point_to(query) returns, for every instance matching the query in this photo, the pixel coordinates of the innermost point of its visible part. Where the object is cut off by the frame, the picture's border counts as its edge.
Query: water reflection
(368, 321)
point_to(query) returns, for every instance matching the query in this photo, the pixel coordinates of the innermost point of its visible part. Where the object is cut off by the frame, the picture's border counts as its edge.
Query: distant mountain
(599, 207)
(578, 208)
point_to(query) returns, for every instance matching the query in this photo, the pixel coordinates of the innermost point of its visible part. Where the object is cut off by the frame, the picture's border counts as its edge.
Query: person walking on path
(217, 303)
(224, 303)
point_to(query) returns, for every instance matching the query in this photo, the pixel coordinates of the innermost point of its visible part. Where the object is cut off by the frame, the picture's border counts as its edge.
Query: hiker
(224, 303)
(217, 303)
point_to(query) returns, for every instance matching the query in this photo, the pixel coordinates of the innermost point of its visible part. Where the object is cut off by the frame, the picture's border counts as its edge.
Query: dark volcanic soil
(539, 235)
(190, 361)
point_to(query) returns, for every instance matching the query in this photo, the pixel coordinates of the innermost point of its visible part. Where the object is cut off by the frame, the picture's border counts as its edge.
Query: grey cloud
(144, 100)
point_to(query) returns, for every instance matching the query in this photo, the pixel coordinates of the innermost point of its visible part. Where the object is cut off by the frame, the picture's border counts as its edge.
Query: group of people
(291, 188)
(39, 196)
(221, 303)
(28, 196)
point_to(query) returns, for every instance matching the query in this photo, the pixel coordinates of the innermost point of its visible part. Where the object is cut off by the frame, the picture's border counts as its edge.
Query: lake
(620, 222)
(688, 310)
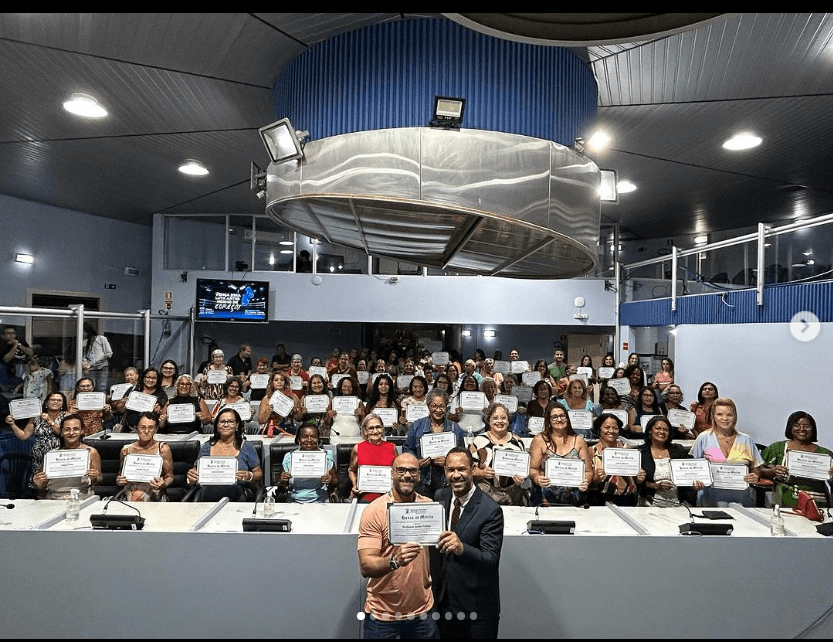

——

Exercise requirements: Copy every line of the listing above exactly. Leave each picture out.

Result of this exercise:
point_to(query) returns, for every instance matching the query in this photo, the pixel coordinates of the innermost point of its visible part. Where the object is cut off by the frame, the picture's border counts as its edge.
Query: water reflection
(368, 321)
point_to(query) returns, for every instance matching the query in this photo, the pixel coordinates of the innermost point of its visible part. Where the object is cut off by the frame, the picture's border counts as its edge.
Query: distant mountain
(599, 207)
(578, 208)
point_to(query) returns, for every instance matching the query in this photo, the pixel coordinates of the innermost point of its visible part. Where the object is cut off by the frame, the picture's border counts as its edge.
Query: person walking on path
(217, 303)
(224, 303)
point_to(query) returns, for every instance matching the query in this photo, the pixel coordinates of the innermost point of its visible part. Where the object is cut off by the frame, the picture's border counts as its edge.
Query: hiker
(224, 303)
(217, 303)
point_to(query) returns, for every instance matching the query in this photo, the pixel coordinates of the innermost point of its visible part. Where the object is cut off by the frame, the picture's border counts as its edge.
Query: dark volcanic soil
(539, 235)
(190, 361)
point_to(query) returns, for every instance matching the query in this photo, the pixel coordinates of the innermost point of its visible part. Where the object is cut off by the frame, the picture's border counts as its edge.
Query: grey cloud
(144, 100)
point_to(query) returns, for every instance matching the query in this photo, the pixel coordinates of the innermost point of its visible part. Where the object is cut off by the frame, the picture's border counts as its edge.
Query: group of people
(291, 188)
(39, 196)
(221, 303)
(28, 196)
point_to(query) returns, for every instance matching the query in this photo, the pixel coordinates of the innermost point of its visible part. Where the object is cut off by the frame, the picture's border counts as its edge.
Query: lake
(620, 222)
(688, 310)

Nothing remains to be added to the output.